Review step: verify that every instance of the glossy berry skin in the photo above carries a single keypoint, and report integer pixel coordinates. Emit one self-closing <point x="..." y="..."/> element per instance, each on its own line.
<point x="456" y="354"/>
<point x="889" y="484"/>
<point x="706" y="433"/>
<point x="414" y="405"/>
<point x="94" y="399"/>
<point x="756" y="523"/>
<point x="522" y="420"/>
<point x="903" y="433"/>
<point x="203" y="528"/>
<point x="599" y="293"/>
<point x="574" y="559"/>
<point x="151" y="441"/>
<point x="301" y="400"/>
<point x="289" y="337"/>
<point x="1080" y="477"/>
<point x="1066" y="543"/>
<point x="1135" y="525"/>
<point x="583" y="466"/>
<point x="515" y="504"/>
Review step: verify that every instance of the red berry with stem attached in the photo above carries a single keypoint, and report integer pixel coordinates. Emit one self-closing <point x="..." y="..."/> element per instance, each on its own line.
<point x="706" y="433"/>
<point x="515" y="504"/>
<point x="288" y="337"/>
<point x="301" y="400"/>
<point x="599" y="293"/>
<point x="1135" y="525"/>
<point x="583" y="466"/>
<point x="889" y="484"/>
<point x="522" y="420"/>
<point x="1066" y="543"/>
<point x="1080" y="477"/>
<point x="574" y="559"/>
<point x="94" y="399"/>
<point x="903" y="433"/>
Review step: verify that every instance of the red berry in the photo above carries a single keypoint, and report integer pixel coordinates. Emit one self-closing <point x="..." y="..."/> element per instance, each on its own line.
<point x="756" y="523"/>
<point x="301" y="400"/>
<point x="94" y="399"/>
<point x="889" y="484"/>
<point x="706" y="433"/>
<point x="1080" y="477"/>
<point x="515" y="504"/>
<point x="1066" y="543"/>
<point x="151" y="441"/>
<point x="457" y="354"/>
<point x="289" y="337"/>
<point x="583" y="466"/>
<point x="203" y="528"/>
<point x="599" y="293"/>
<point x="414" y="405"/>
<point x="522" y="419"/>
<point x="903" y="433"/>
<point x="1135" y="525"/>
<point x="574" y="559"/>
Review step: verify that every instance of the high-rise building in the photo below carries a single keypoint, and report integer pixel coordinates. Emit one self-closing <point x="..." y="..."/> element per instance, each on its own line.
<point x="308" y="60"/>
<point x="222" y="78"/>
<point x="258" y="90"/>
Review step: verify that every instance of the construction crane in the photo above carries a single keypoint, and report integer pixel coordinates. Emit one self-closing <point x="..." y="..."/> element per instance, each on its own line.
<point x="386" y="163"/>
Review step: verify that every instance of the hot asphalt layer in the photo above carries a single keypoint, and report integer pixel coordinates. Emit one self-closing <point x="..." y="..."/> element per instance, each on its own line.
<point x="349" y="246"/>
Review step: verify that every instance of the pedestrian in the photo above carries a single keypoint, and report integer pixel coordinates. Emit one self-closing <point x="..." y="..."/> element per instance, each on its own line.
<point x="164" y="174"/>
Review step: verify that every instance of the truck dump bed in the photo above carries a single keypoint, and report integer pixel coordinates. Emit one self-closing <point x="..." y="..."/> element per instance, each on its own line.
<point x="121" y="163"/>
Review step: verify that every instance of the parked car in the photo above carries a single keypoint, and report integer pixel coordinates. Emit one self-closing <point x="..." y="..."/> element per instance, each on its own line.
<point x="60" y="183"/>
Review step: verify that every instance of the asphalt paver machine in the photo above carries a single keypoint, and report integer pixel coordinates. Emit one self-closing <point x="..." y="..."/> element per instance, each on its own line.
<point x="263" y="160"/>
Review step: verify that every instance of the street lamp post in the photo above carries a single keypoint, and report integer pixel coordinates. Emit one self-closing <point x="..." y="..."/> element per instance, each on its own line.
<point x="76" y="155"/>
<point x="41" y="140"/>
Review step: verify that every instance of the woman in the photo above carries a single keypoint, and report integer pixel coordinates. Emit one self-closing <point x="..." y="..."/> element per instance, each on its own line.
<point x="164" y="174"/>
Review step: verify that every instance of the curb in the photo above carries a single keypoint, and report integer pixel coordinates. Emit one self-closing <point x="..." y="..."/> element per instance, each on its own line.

= = =

- Exercise description -
The entire listing needs to be output again, exactly, please.

- Written solution -
Review step: verify that every instance of the glossy berry skin in the photo above carries a single keypoint, and report integer pixel coordinates. Emit one self-closing <point x="..." y="..."/> element per instance, each on its own line.
<point x="456" y="354"/>
<point x="889" y="484"/>
<point x="706" y="433"/>
<point x="414" y="405"/>
<point x="94" y="399"/>
<point x="756" y="523"/>
<point x="522" y="420"/>
<point x="903" y="433"/>
<point x="203" y="528"/>
<point x="599" y="293"/>
<point x="574" y="559"/>
<point x="151" y="441"/>
<point x="301" y="400"/>
<point x="289" y="337"/>
<point x="1080" y="477"/>
<point x="1066" y="543"/>
<point x="1135" y="525"/>
<point x="583" y="466"/>
<point x="515" y="504"/>
Review step: verify that every instance of the red berry with stem attached in the photo above carries a single keypoint, and report integer pixel coordinates. Emit one self-closing <point x="..." y="..."/> element per instance, each on its own line.
<point x="706" y="433"/>
<point x="515" y="504"/>
<point x="288" y="337"/>
<point x="301" y="400"/>
<point x="599" y="293"/>
<point x="1135" y="525"/>
<point x="583" y="466"/>
<point x="889" y="484"/>
<point x="522" y="420"/>
<point x="1066" y="543"/>
<point x="1080" y="477"/>
<point x="574" y="559"/>
<point x="94" y="399"/>
<point x="903" y="433"/>
Review step: verify that every instance of the red berry in the photo above carries a single keypoint, and report integer pixel coordinates. Emit one self-closing <point x="..." y="..."/> element per instance, each on its own line.
<point x="756" y="523"/>
<point x="301" y="400"/>
<point x="94" y="399"/>
<point x="889" y="484"/>
<point x="706" y="433"/>
<point x="1080" y="477"/>
<point x="515" y="504"/>
<point x="1066" y="543"/>
<point x="151" y="441"/>
<point x="457" y="354"/>
<point x="289" y="337"/>
<point x="583" y="466"/>
<point x="203" y="528"/>
<point x="599" y="293"/>
<point x="414" y="405"/>
<point x="522" y="419"/>
<point x="903" y="433"/>
<point x="1135" y="525"/>
<point x="574" y="559"/>
Review step: verify that every instance of the high-rise building in the photo below carries a single keypoint, and report integer pixel coordinates. Emit one self-closing <point x="..." y="..."/> element per instance, each on its own line.
<point x="308" y="60"/>
<point x="222" y="78"/>
<point x="258" y="90"/>
Review step: verify that every instance of the construction crane in the photo above carries a single keypoint, and report integer pixel coordinates. Emit one self-closing <point x="..." y="..."/> element per instance, each on its own line.
<point x="386" y="163"/>
Review step: verify that every instance of the hot asphalt layer in the photo above carries a single keypoint, and report integer pixel coordinates. Emit one self-closing <point x="..." y="..."/> element per instance, each on its own line.
<point x="349" y="246"/>
Review step: verify that every instance of the pedestrian in the photo above carries a single keypoint, and report integer pixel coordinates. Emit one self-closing <point x="..." y="..."/> element per instance, each on its own line.
<point x="164" y="174"/>
Review step: verify that every instance of the truck dump bed in the photo above carries a single keypoint, and report integer pixel coordinates. Emit one self-closing <point x="..." y="..."/> element per instance, each on its own line.
<point x="121" y="163"/>
Review step: verify that every instance of the parked car in the photo above carries a single keypoint, and report integer pixel coordinates. Emit one self-closing <point x="..." y="..."/> element per instance, each on its own line.
<point x="60" y="183"/>
Review step: verify that every instance of the asphalt paver machine in the photo above carries a single keypoint, and report integer pixel coordinates. Emit one self-closing <point x="..." y="..."/> element per instance, each on its own line.
<point x="263" y="160"/>
Review step: verify that every instance of the street lamp post in the photo above carries a single keypoint, and report integer pixel coordinates. Emit one self-closing <point x="..." y="..."/> element per instance, each on its own line.
<point x="76" y="155"/>
<point x="41" y="140"/>
Review step: verify that every instance of the woman in the photo above carries a single keypoint, and report integer pixel coordinates. Emit one self-closing <point x="..." y="..."/> element per instance, each on its own line.
<point x="164" y="174"/>
Review step: verify that every instance of the curb in the photo above carries a single keypoint, and report integer pixel coordinates. Emit one self-closing <point x="..." y="..."/> element per instance, each on its own line.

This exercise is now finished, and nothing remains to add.